== Фрагмент текста ==
------------
Булгаков без глянца
Шрифт:
Оно началось 26 апреля, а кончилось 14 мая. Растянулось оно, я думаю, потому, что Михаил Афанасьевич очень уставал от своей ежедневной работы в Большом театре, где он уже несколько лет был консультантом по репертуару, писал и редактировал различные либретто. Впрочем, никакой усталости в нем не чувствовалось, когда он, бывало, приглашал нас к себе послушать то, что им было только что написано.
Наоборот, в эти вечера он казался мне каким-то особенно подтянутым и собранным, и я не мог не замечать, что он волнуется. Это теперь так понятно. Ведь то небольшое общество, состоящее из нескольких литераторов, театральных художников, музыкантов, режиссеров и актеров, которое он собирал у себя, было для него в то время единственным кругом его читателей. Однако воспринимать его произведения приходилось только на слух: он никогда не допускал, чтобы что-нибудь им написанное выносилось из его дома и ходило по рукам.
------------
== Исходные записи ==
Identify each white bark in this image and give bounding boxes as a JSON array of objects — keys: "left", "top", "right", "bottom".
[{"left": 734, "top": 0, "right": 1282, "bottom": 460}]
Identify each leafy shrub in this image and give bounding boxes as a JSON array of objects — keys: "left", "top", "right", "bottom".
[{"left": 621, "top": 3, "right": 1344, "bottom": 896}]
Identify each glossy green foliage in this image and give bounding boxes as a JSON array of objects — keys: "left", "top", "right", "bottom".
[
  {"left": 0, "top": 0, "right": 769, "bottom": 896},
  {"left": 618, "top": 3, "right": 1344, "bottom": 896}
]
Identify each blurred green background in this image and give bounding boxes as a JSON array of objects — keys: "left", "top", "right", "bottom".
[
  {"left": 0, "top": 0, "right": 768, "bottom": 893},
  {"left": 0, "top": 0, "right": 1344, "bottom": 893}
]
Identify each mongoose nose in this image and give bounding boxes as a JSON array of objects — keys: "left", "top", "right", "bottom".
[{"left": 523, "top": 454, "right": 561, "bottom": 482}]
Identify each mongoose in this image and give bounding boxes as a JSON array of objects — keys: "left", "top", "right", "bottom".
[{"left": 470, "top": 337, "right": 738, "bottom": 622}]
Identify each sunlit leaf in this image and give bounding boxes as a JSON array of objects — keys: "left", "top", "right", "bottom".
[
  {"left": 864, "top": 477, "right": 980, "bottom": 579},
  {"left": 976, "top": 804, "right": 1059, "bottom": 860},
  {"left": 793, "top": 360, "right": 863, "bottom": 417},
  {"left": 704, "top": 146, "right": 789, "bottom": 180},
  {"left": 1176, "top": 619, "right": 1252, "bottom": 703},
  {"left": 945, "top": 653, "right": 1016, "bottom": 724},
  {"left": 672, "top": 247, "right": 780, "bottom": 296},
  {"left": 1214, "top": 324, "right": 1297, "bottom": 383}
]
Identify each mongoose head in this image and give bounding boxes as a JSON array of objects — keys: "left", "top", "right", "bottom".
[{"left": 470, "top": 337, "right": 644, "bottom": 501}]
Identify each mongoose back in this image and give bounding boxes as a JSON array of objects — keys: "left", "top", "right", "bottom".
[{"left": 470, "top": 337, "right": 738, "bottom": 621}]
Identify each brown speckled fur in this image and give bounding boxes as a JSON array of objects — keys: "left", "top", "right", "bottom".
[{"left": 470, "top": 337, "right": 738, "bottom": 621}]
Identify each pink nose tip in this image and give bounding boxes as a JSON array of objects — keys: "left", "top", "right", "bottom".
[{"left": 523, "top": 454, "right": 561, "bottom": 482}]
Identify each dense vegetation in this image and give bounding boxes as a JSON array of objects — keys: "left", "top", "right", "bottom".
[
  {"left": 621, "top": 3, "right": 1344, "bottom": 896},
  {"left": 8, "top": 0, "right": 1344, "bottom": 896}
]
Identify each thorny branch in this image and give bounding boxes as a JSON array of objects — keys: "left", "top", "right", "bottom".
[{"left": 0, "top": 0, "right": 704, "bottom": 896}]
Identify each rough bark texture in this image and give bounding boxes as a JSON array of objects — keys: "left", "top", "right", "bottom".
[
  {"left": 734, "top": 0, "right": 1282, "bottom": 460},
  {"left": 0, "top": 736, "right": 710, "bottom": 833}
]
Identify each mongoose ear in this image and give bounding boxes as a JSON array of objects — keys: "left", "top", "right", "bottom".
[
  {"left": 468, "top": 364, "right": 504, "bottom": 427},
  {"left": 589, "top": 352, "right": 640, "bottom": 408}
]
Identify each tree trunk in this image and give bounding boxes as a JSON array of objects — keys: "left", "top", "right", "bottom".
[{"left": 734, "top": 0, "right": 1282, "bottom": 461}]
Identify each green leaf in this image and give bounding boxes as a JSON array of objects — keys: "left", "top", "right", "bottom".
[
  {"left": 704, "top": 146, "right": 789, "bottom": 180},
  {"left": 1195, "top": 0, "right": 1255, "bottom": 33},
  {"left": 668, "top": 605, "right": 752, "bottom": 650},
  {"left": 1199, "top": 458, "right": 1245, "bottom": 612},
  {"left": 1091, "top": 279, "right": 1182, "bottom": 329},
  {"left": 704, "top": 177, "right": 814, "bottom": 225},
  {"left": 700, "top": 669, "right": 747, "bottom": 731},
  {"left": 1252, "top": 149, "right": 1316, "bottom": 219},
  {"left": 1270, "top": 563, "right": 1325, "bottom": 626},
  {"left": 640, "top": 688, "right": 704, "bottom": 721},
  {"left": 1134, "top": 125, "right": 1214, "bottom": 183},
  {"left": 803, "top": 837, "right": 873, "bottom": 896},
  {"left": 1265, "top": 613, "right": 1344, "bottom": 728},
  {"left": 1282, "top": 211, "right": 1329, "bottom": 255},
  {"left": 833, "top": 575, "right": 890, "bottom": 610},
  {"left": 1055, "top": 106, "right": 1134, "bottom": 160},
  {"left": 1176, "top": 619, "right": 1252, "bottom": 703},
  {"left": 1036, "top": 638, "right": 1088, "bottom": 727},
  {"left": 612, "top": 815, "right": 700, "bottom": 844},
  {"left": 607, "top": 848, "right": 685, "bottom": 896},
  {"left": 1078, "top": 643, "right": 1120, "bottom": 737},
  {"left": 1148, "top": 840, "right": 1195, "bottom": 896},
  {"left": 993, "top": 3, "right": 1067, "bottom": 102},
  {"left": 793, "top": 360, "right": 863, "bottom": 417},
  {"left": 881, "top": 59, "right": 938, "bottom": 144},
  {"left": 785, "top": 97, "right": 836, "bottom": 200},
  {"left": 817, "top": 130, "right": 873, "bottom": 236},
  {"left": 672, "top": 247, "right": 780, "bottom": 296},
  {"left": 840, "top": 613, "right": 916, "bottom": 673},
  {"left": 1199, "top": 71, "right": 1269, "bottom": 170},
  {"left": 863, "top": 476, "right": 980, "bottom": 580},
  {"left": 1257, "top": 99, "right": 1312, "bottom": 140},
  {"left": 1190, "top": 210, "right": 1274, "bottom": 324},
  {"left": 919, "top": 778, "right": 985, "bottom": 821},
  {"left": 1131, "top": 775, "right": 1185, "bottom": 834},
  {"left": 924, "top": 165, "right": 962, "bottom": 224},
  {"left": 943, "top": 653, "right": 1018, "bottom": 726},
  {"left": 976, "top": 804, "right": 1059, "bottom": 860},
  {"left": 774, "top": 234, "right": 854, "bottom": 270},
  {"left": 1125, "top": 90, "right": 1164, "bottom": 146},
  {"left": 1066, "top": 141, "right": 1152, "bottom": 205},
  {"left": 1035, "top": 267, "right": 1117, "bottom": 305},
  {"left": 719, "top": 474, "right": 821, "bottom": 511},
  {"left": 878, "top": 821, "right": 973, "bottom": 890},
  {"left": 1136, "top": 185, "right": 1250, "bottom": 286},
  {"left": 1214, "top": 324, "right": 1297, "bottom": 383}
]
------------
== Список заданий ==
**A)** В каком театре, согласно фрагменту текста, Михаил Афанасьевич работал консультантом по репертуару?
**B)** Воспроизведите дословно часть фрагмента текста от «Булгаков без глянца» до «только что написано.».
Эти записи взяты из другого источника.

== Ответы по номерам ==
**A)** В Большом театре.

**B)**
Булгаков без глянца
Шрифт:
Оно началось 26 апреля, а кончилось 14 мая. Растянулось оно, я думаю, потому, что Михаил Афанасьевич очень уставал от своей ежедневной работы в Большом театре, где он уже несколько лет был консультантом по репертуару, писал и редактировал различные либретто. Впрочем, никакой усталости в нем не чувствовалось, когда он, бывало, приглашал нас к себе послушать то, что им было только что написано.